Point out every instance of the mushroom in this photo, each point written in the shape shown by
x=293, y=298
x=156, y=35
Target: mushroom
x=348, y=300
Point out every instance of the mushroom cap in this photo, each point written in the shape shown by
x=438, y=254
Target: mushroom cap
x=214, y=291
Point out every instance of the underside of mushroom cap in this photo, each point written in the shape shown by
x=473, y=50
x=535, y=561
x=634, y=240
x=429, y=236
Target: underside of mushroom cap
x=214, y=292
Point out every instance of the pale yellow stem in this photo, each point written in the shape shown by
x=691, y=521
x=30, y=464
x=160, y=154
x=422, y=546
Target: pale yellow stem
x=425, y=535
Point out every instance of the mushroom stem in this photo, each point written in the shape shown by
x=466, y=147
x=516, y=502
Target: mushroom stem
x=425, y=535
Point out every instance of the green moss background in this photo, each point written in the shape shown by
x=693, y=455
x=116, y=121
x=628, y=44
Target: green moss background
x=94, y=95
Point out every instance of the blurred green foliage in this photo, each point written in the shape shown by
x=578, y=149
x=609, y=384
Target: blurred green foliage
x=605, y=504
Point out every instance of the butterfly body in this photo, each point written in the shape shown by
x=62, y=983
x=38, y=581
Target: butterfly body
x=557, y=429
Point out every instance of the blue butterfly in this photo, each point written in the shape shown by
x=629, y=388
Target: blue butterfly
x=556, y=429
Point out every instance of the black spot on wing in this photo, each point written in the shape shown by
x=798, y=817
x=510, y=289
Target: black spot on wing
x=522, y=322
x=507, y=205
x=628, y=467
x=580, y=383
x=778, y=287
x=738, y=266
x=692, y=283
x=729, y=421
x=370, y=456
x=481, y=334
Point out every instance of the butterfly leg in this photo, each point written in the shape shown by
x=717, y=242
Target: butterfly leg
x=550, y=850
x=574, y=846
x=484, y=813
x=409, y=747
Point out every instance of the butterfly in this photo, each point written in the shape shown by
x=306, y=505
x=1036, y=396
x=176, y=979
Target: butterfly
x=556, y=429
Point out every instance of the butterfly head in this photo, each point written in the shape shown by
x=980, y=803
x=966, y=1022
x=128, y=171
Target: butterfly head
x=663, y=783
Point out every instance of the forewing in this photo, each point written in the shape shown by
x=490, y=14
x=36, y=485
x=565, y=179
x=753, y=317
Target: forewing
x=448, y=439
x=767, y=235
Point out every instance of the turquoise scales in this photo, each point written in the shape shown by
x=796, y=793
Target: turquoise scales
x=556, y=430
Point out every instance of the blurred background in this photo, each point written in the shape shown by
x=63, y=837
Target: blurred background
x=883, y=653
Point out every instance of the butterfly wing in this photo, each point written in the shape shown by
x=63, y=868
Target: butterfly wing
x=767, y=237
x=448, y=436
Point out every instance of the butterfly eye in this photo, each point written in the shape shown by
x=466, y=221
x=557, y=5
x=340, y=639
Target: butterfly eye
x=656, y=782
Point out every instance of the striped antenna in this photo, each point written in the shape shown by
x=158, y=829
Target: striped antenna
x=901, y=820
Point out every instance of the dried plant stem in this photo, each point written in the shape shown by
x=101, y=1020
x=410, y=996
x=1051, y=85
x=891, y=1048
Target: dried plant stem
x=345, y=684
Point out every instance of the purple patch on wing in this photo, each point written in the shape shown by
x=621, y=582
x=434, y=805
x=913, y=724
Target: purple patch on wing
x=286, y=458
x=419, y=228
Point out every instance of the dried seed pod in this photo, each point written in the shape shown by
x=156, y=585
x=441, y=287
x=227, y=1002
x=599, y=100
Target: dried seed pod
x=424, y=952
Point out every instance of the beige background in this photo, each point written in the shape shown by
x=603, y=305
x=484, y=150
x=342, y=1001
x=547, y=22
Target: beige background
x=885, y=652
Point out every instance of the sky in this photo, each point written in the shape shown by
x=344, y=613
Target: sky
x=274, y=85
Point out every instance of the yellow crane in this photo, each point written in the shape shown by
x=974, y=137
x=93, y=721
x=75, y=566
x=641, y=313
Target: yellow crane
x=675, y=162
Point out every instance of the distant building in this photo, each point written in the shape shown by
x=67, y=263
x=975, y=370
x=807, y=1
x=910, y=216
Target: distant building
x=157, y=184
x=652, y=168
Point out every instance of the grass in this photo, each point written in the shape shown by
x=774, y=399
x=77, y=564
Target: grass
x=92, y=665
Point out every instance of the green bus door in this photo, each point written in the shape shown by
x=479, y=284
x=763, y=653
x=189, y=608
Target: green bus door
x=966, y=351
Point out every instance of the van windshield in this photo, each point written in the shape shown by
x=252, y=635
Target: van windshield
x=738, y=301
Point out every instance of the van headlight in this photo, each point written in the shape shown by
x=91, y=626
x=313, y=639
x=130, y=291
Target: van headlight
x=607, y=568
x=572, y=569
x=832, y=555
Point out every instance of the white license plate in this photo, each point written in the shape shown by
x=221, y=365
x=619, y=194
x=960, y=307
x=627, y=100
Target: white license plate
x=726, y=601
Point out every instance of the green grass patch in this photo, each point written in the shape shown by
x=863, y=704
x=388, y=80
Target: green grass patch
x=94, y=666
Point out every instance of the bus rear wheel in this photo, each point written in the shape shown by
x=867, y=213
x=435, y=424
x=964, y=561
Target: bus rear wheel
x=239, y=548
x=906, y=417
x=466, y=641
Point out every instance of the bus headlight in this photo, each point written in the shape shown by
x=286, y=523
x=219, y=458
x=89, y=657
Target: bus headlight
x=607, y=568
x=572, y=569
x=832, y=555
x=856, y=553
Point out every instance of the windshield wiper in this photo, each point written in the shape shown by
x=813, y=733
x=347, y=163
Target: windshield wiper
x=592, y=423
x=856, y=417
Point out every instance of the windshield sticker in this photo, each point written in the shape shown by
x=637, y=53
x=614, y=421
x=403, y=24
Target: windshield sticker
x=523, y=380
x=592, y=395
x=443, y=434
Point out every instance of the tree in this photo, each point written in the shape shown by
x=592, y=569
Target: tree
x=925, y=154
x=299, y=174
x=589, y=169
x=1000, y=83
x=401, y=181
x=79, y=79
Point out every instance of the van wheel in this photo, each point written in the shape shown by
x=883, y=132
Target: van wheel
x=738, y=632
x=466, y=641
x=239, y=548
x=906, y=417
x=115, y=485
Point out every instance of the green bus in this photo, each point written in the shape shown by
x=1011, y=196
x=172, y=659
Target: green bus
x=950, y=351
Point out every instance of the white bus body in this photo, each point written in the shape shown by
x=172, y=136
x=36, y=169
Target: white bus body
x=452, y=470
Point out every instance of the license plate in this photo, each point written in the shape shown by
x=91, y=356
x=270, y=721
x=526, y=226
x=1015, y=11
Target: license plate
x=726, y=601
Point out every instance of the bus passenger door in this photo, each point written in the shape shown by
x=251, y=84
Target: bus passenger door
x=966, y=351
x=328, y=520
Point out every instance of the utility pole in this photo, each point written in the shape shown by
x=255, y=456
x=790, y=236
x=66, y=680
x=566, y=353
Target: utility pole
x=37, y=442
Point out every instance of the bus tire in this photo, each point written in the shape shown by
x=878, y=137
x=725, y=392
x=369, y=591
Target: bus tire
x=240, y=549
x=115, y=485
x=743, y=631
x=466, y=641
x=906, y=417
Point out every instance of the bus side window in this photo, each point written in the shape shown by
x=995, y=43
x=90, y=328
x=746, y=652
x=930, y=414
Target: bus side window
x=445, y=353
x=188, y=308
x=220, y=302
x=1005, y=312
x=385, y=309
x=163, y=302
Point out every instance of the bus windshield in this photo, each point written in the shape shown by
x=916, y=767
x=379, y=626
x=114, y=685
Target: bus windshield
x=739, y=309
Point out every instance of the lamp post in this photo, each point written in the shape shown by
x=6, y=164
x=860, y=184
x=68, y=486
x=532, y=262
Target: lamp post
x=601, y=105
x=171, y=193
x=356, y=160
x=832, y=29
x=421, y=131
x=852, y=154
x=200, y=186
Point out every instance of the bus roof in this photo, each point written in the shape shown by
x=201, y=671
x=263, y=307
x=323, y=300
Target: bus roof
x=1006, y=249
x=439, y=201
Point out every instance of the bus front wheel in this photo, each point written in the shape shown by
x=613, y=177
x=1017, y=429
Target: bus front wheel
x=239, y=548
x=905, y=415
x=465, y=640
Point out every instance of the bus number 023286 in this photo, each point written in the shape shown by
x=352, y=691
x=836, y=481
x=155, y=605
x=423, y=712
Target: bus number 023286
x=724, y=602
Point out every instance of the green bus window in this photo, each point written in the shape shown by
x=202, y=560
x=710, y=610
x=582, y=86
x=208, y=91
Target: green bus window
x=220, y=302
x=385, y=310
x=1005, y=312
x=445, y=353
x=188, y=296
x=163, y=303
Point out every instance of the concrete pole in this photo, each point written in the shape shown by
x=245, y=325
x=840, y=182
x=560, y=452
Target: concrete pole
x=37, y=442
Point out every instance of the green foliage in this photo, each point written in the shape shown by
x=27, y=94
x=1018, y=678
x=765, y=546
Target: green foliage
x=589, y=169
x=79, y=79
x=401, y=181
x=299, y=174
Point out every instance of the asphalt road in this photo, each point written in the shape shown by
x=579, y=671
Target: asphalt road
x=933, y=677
########################################
• PROBLEM REQUIREMENTS: Return only the lines between the one holding "Point out every instance of the lamp" and the one holding "Point out every instance of the bus front", inclusive, exactly as they appear above.

• SOLUTION FOR THIS TASK:
Point out every instance of the lamp post in this photo, each point written in the shape shown by
x=6, y=164
x=860, y=184
x=68, y=486
x=532, y=262
Target: lamp post
x=601, y=105
x=171, y=193
x=356, y=160
x=832, y=29
x=421, y=131
x=852, y=154
x=200, y=186
Point out every instance of the bus roof in this photo, each point written in the shape shown by
x=201, y=671
x=263, y=307
x=323, y=300
Target: bus roof
x=1006, y=249
x=439, y=201
Point out every instance of the bus front wheel in this photo, each point written in the shape shown by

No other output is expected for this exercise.